#### [WHAT NEEDS TO BE DONE]
What you return should be the lines of the data containing "bridge", each in full.

--- START ---

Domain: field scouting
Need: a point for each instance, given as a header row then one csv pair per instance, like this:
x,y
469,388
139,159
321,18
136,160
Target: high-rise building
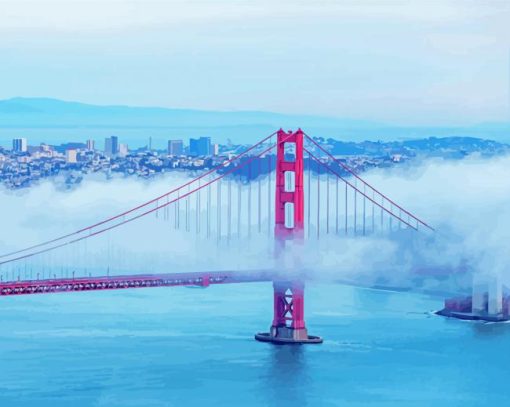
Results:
x,y
201,146
71,156
175,147
20,145
111,146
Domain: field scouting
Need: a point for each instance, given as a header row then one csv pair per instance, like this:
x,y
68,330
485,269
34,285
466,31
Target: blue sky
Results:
x,y
407,62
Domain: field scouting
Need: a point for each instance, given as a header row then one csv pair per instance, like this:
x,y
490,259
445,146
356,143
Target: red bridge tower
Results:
x,y
288,322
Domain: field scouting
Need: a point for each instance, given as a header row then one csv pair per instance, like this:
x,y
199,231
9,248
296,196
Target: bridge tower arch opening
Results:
x,y
288,324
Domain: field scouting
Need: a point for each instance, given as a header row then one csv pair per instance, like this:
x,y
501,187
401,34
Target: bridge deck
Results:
x,y
202,279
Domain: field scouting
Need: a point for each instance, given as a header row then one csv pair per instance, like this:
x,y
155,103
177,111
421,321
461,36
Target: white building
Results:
x,y
71,156
20,145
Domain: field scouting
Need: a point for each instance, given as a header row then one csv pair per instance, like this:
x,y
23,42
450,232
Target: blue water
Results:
x,y
194,347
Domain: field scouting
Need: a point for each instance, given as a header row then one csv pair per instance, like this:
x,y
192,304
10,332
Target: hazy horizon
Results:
x,y
440,63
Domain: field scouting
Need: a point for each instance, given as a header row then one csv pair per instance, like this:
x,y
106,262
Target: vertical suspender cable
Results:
x,y
336,206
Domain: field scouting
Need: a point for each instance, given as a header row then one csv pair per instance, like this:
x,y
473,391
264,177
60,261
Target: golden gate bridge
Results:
x,y
287,187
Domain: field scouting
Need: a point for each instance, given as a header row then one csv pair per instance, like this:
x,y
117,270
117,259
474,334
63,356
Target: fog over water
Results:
x,y
466,201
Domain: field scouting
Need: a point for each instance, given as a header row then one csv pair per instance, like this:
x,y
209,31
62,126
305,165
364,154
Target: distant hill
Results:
x,y
53,112
57,121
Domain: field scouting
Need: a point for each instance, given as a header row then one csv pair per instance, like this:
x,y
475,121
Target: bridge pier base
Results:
x,y
288,325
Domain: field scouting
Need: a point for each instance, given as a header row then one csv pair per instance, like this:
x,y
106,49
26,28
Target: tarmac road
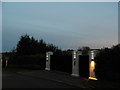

--- END ---

#### [RESULT OF THIS TASK]
Target: red bridge tower
Target: bridge tower arch opening
Target: bridge deck
Target: golden gate bridge
Target: bridge pier base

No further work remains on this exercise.